Print the data once more, exactly as supplied.

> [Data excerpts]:

BEGIN

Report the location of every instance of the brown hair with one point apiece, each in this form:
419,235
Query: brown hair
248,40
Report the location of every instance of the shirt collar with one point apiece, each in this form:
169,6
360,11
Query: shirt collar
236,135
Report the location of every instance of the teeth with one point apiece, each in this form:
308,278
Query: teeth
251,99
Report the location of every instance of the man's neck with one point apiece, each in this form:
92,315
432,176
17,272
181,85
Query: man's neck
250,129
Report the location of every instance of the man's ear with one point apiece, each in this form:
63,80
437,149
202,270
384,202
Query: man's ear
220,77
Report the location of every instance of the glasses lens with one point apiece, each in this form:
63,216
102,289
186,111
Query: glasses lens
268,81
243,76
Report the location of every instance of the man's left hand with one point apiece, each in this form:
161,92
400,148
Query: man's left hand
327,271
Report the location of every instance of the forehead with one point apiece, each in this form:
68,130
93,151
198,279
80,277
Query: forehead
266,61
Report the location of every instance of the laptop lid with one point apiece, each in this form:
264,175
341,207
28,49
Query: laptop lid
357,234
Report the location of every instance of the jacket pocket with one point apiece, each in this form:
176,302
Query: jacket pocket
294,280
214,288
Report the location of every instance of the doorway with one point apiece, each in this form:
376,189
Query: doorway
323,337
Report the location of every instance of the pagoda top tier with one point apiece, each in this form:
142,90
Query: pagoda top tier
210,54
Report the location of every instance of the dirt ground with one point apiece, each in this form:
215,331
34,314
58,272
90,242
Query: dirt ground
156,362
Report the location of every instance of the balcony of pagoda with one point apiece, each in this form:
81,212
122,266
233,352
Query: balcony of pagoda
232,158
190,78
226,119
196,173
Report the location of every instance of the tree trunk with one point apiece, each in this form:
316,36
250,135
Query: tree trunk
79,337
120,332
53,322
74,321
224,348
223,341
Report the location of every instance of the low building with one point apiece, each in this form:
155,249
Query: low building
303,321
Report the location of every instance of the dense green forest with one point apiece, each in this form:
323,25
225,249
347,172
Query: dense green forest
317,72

END

> [Reply]:
Report the location of every instance of the brown hair with one point apiece, each in this form:
419,235
Query: brown hair
248,40
Report the location of every instance of the shirt collar with one point apiece, each in this form:
169,6
360,11
Query: shirt collar
236,135
Report the location of every instance of the teeth with one point apiece, each in this form:
308,278
Query: teeth
251,99
Report the location of every instance of the man's neck with one point apiece, each in this form:
92,315
432,176
17,272
181,85
Query: man's neck
250,129
Report the location of every instance of the man's ear with one point apiece, each in this form:
63,80
437,149
202,270
384,202
Query: man's ear
220,77
Report the location of every instance of the glasses lens with one point apiece, each in this form:
63,216
102,289
186,111
Query: glasses lens
268,81
243,76
Report the location of every instance of the man's left hand with one point apiece, each in this form:
161,92
400,148
Query: man's left hand
327,271
Report the location of every instance of the forehead with one point apiece, each in this form:
68,130
93,151
198,279
80,277
Query: forehead
266,61
Report the location of every instance of the laptop lid with one point apiece, each in this form:
264,175
341,207
28,49
Query: laptop lid
357,234
Report the location of every instance of the jacket pocket with one point apiece, each in this form:
176,302
Query: jacket pocket
294,280
214,288
Report the location of every instance of the doorway with one point apiece, each in this form:
376,189
Query: doorway
323,337
Report the location of every instance of the pagoda top tier with one point apiece, each in this form:
142,90
Query: pagoda top tier
210,54
Report the location of every instance of the dirt ground with one point apiece, each in this form:
215,331
34,314
58,272
90,242
Query: dirt ground
156,362
Report the location of every instance of the balcony of pagoda with one point apiece, each in this form:
81,212
122,266
233,352
Query: balcony of pagoda
232,158
190,78
226,119
196,173
Report the location of every instance of the tree trunk with one point apiece, each in this form:
316,36
250,135
Query: tree trunk
79,337
120,332
53,322
74,321
224,348
223,341
Report the location of every instance of the low building with one point apiece, each in this form:
155,249
Query: low building
303,321
Report the location of every instance of the dense green forest with one point apiece, each in this form:
323,25
225,249
347,172
Query: dense green forest
317,72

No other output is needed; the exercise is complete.